*** Recorded data ***
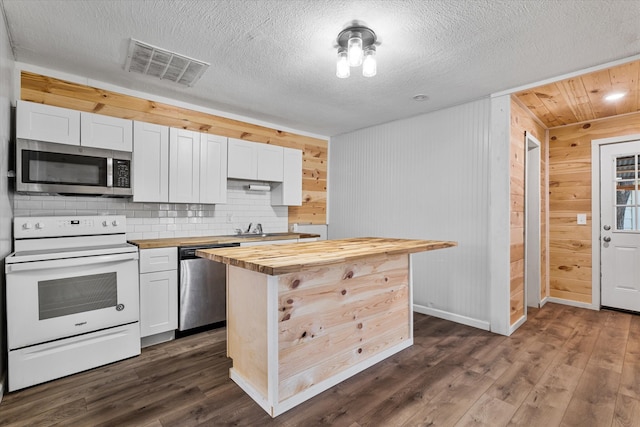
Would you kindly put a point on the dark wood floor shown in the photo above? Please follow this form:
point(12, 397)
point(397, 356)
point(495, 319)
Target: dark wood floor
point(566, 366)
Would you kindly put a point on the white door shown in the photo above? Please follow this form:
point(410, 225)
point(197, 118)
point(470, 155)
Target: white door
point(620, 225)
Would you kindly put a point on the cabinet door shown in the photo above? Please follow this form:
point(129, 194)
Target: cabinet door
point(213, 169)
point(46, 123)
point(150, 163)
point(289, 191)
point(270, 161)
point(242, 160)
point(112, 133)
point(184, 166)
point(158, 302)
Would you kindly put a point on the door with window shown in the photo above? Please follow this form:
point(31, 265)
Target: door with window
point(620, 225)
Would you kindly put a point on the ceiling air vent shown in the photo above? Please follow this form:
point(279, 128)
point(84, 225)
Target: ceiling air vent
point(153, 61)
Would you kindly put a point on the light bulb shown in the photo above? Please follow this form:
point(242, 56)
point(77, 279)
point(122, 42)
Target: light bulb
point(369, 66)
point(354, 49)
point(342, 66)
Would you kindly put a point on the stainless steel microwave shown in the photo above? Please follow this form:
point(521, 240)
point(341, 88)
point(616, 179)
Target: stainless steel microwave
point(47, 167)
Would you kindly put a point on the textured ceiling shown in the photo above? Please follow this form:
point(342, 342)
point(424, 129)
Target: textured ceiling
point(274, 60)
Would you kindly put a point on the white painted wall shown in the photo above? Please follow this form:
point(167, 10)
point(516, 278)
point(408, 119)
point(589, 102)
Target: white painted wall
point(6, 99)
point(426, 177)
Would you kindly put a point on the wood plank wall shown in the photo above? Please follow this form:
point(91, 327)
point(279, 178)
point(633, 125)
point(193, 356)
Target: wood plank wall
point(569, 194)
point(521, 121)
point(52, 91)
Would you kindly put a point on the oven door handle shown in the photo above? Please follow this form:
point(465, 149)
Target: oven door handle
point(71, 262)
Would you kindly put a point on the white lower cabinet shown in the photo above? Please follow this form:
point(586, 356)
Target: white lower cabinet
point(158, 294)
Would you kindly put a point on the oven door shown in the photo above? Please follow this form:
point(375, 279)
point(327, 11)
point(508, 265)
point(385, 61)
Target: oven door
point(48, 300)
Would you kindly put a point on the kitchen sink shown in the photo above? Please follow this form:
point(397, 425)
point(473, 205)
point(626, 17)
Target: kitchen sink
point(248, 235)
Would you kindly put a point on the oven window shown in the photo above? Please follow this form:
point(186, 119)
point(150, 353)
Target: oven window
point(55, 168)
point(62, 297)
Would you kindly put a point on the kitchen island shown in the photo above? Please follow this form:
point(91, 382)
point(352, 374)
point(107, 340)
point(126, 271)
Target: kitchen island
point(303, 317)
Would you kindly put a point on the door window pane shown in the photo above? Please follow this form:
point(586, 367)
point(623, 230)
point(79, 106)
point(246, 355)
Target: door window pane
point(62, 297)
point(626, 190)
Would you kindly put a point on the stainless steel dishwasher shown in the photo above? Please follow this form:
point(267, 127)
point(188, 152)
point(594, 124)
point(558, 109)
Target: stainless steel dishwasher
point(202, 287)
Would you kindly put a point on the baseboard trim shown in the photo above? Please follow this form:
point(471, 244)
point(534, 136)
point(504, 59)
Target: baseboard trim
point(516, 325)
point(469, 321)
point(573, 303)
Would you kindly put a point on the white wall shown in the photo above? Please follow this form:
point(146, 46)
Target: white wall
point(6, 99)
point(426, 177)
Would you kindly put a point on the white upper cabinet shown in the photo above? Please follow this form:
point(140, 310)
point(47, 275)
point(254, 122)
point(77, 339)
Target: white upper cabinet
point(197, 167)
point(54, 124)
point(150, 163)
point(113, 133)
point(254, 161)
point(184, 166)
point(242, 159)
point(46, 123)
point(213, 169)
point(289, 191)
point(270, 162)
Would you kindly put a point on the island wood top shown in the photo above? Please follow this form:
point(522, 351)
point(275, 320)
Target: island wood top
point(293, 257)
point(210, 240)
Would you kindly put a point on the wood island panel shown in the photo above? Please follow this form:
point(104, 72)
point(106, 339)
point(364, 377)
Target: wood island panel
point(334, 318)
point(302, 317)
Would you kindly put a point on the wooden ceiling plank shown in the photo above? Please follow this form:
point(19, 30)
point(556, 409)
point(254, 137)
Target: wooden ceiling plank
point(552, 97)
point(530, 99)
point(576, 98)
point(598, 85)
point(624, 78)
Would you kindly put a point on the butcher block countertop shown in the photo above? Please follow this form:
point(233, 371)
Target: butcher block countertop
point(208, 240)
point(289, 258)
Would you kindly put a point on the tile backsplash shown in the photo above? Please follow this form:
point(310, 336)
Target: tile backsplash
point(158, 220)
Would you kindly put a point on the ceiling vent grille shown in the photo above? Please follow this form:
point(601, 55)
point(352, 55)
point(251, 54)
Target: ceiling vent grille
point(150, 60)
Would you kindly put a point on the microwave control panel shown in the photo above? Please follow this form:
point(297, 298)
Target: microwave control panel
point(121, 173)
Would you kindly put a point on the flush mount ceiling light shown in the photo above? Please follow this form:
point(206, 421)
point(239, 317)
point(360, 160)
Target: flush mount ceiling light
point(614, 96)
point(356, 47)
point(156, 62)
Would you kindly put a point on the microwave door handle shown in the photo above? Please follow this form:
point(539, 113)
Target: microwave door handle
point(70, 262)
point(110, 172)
***
▶ **Task statement**: Reproduce verbatim the part of the entries above that opens with the line containing "Would you kindly put a point on the oven window" and closes with the line containing "point(302, 317)", both of those lines included. Output only those lines.

▶ **Completed task**:
Would you kindly put a point on the oven window shown in the photo above? Please follow this form:
point(186, 119)
point(150, 353)
Target: oven window
point(55, 168)
point(62, 297)
Would you kindly put a point on the kitchen island shown in the photo above? Please follow this form:
point(91, 382)
point(352, 374)
point(107, 340)
point(126, 271)
Target: kitchen island
point(303, 317)
Would you kindly put a point on the door window pane shown in the photo above? Please follow this form:
point(586, 367)
point(623, 230)
point(79, 106)
point(246, 355)
Target: door window pane
point(62, 297)
point(626, 190)
Would you kindly put a point on the stainless steel dishwasher shown in the photo above? Please follow this form:
point(267, 127)
point(188, 152)
point(594, 124)
point(558, 109)
Target: stainless steel dishwasher
point(202, 287)
Would you kindly put a point on the baseboard trim shown in the photo above? Please follow this form:
point(471, 244)
point(534, 136)
point(504, 59)
Target: baseboard trim
point(516, 325)
point(469, 321)
point(573, 303)
Would you kindly put a point on the white wall shown in the photo above? Please follow this form:
point(146, 46)
Target: white wall
point(6, 99)
point(426, 177)
Would you kindly put a point on the white upper cabinet shown in the photo above? Please follow this form:
point(140, 310)
point(47, 275)
point(254, 122)
point(77, 339)
Target: white upper cabinet
point(197, 167)
point(54, 124)
point(150, 163)
point(113, 133)
point(254, 161)
point(184, 166)
point(242, 159)
point(46, 123)
point(213, 169)
point(289, 191)
point(270, 162)
Would you kindly put a point on the island wood top shown in the photo above? Please follow this form:
point(522, 351)
point(275, 320)
Target: island wood top
point(293, 257)
point(210, 240)
Would you kindly put a point on the wood island panel shown in the photo above? Please follow this form:
point(104, 72)
point(106, 339)
point(364, 377)
Target: wood island panel
point(334, 318)
point(302, 317)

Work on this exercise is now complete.